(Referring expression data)
##########
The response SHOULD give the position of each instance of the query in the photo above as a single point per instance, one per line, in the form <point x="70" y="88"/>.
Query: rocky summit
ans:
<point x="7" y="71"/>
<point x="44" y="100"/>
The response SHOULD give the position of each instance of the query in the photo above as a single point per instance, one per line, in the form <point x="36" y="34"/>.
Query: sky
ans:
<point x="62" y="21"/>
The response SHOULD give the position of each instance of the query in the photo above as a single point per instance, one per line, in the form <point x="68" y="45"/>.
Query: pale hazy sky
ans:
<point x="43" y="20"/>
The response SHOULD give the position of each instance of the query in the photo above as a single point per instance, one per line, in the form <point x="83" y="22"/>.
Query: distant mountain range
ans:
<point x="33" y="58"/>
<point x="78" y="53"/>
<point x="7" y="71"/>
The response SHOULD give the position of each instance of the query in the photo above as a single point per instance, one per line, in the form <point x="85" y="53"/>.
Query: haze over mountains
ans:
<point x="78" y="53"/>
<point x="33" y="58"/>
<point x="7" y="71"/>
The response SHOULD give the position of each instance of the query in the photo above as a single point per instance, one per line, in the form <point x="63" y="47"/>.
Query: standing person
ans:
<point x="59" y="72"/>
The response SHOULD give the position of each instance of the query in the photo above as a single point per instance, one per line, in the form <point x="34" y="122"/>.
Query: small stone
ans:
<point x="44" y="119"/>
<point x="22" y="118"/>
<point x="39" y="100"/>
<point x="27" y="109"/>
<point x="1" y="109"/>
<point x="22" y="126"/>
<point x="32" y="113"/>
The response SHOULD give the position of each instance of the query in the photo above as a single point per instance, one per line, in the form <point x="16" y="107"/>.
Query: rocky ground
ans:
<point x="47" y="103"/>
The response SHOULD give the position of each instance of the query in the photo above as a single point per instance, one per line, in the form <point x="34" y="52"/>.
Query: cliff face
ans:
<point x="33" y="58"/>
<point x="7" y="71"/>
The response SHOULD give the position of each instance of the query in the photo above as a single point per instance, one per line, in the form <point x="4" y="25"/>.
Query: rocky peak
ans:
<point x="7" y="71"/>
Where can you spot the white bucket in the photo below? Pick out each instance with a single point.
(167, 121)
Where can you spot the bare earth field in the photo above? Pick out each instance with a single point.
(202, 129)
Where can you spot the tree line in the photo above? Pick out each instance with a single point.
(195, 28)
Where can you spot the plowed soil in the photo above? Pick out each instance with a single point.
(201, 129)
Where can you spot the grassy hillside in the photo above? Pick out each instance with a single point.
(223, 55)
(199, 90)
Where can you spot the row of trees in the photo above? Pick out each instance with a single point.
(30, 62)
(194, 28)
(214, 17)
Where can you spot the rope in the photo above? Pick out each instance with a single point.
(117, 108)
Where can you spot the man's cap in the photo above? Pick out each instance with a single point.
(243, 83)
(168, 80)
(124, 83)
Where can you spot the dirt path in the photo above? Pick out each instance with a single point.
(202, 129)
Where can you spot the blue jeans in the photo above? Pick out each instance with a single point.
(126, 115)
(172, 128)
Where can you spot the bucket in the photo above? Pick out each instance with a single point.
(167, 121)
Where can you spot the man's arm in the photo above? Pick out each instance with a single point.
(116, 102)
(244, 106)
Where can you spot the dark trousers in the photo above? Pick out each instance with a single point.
##########
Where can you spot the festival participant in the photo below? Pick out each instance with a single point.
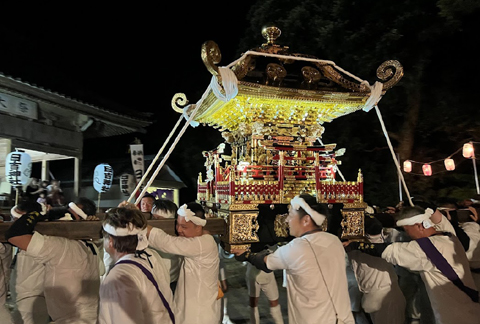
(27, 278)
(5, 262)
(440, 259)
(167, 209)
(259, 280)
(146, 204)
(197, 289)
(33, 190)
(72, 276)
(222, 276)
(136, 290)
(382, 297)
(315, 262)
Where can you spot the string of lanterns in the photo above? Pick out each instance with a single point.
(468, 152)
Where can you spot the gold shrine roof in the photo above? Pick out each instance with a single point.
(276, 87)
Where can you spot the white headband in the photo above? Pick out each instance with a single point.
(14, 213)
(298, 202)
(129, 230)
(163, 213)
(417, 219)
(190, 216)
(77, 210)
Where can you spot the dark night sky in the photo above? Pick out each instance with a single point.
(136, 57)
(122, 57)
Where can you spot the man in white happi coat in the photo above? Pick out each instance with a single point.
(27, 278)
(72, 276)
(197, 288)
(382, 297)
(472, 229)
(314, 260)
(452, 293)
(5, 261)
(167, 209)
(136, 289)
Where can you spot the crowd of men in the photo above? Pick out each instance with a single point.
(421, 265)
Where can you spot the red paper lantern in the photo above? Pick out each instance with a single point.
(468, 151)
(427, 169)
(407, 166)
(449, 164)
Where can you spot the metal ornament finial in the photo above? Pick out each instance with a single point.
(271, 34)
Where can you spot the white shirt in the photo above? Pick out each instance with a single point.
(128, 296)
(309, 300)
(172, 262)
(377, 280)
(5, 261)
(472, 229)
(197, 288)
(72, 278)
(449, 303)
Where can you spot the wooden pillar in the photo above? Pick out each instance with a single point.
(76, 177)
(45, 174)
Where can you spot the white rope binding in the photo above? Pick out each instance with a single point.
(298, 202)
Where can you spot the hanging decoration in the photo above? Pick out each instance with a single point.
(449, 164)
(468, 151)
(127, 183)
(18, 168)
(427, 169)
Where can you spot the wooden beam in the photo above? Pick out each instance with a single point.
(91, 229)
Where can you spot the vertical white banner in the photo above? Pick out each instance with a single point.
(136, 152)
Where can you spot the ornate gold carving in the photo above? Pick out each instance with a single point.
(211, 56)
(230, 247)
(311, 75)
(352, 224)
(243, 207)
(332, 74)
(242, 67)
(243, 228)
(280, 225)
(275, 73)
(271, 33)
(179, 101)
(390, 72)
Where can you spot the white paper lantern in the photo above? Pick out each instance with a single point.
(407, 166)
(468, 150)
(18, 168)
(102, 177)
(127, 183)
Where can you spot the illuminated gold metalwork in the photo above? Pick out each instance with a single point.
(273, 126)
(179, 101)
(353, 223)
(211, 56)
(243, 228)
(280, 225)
##########
Copy out each line of the records where the string "rocky" appears.

Query: rocky summit
Query: rocky ground
Query: rocky peak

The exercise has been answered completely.